[Page text]

____________________

- Born: December 1, 1942 (age 83) Mandatory Palestine
- Occupation: Investor
- Spouse: Laura Perlmutter

= Isaac Perlmutter =

Israeli-American businessman (born 1942)

Isaac "Ike" Perlmutter (יצחק "אייק" פרלמוטר; born December 1, 1942) is an Israeli-American billionaire businessman and financier. Through a variety of sometimes unorthodox business deals, he has been an influential investor in a number of corporations, including Revco drug stores, Coleco Entertainment, Remington, and Toy Biz/Marvel Toys. He is the former chairman and CEO of Marvel Entertainment. He has a political relationship with Donald Trump, and acted as an unofficial advisor in his presidential administration, overseeing the Department of Veterans Affairs.

== Early life ==
Isaac Perlmutter was born to a Jewish family in Mandatory Palestine in 1942. He served in the Israel Defense Forces during the Six-Day War of 1967.

He emigrated to America, arriving in New York City, and he earned a living standing outside Jewish cemeteries in Brooklyn, leveraging his Hebrew skills to lead funeral services for tips. Later he sold toys and beauty products on the streets of New York City, which eventually evolved into selling surplus stock and end-of-line items at a profit. Although he never attended a university, he taught himself how to read a balance sheet and worked at spotting overlooked value in weak and distressed companies.

== Career ==

=== Revco ===
With a new partner, Bernard Marden, and leveraging the skills he attained as a wholesaler, he formed a company called Odd Lot Trading, a wholesaler and retailer of closeout items. In May 1984, they sold Odd Lot to Revco Discount Drug Stores in exchange for 12% of Revco stock. He soon challenged Revco management for control of the company but, after initial positive feedback, was rejected. Perlmutter and his partner threatened a hostile takeover but eventually refrained and sold their share back to Revco for $120 million.

=== Coleco ===
Perlmutter had a close relationship with the management of toy manufacturer Coleco Entertainment Corporation as he had been purchasing unsold inventory from them for some time. As is typical in the industry, payment terms were often unusual. With Coleco, Perlmutter would purchase unsold inventory in exchange for 50% cash and 50% in "barter advertising credits" (basically a promise to pay for the future advertising expenses of Coleco). Over a four-year period, Perlmutter had received $144 million in goods and paid $73 million in cash along with providing $71 million in barter advertising credits to be paid in the future.

____________________

[Stored items]
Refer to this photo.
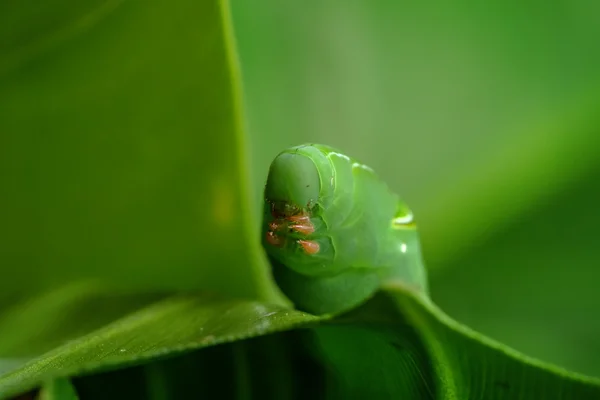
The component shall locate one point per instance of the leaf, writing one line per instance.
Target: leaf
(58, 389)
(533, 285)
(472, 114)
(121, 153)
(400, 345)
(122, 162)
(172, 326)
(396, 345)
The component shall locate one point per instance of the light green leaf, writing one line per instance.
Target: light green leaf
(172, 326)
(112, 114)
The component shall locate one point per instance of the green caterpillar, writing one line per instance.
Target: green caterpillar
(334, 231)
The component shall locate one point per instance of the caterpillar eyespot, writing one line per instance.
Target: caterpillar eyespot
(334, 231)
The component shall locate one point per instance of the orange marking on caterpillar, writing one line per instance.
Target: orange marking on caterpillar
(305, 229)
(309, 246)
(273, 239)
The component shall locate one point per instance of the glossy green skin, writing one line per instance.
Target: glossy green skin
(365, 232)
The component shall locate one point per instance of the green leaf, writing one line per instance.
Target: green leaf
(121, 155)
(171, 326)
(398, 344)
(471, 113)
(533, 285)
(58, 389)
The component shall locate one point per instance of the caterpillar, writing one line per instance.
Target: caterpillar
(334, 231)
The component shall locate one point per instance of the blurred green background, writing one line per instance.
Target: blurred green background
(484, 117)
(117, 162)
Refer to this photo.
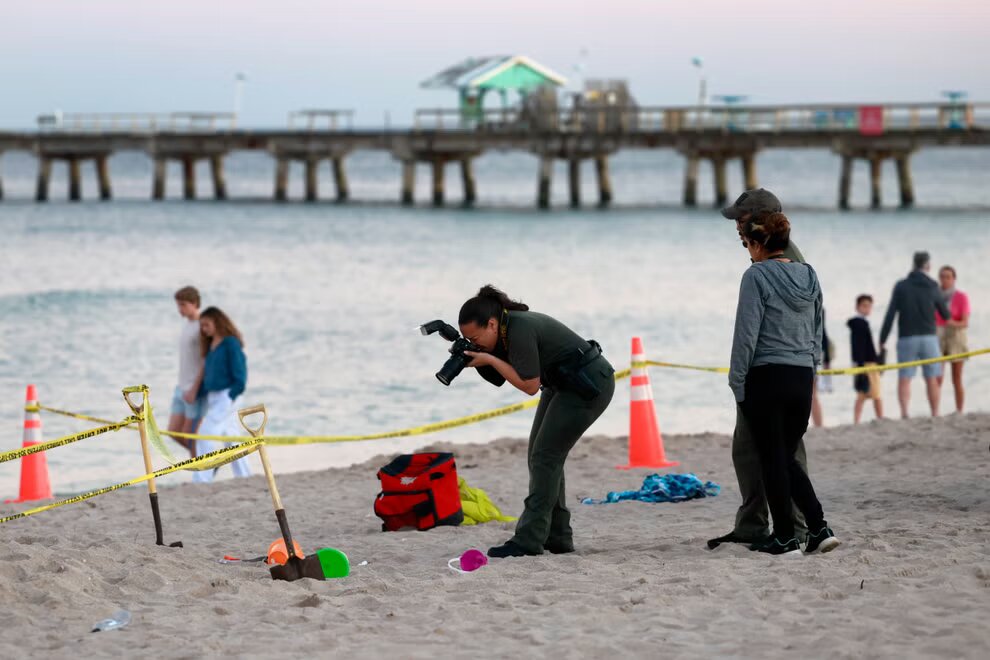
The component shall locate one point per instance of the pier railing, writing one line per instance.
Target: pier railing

____________________

[Assigned task 1] In the Isaac Perlmutter biography, what did Revco give in exchange for Odd Lot Trading in May 1984?
[Assigned task 2] Pick up the Isaac Perlmutter biography after its final sentence and keep writing it.

[Final answer 1] 12% of Revco stock.

[Final answer 2]
In 1988, he saw an opportunity as Coleco struggled under its debt due to the advent of the personal computer which impacted the sale of video games. Perlmutter bought all of Coleco's senior debt (with $85 million in face value) for $50 million, a substantial discount, becoming senior to their bondholders in the event of a bankruptcy. Although Perlmutter believed that a Coleco bankruptcy was probable, he also believed that the value of the Coleco's assets should be sufficient to cover the full $85 million in value that he had purchased. In July 1988, Coleco filed for Chapter 11 bankruptcy. The bondholders, suspicious over Perlmutter's close relationship with Coleco's management, sued Perlmutter alleging fraudulent conveyance over the barter advertising credits (which made up a very significant item on Coleco's balance sheet). After extensive negotiation, a settlement was reached whereby Coleco would be sold to Hasbro Corporation for $85 million and Perlmutter would accept $64 million for his now $90 million claim (principal plus interest) in exchange for the withdrawal of the lawsuit.

=== Remington ===
In 1994, Victor Kiam sold controlling interest of Remington Products to Isaac Perlmutter. Perlmutter became Vice President of Remington. Kiam and Perlmutter sold Remington to Vestar Capital Partners in 1996.

=== Marvel ===
Isaac Perlmutter was a member of the board of directors of Marvel Comics beginning in April 1993 and was chairman of the board until March 1995.

Isaac Perlmutter was co-owner with Avi Arad of Toy Biz (later Marvel Toys), after purchasing its predecessor company from Charan Industries in January 1990. Toy Biz was reorganized in the Marvel deal, with Perlmutter continuing to own the original Toy Biz as a holding company named Zib, which held its foreign sales affiliate Toy Biz International and Perlmutter's share of the new Toy Biz.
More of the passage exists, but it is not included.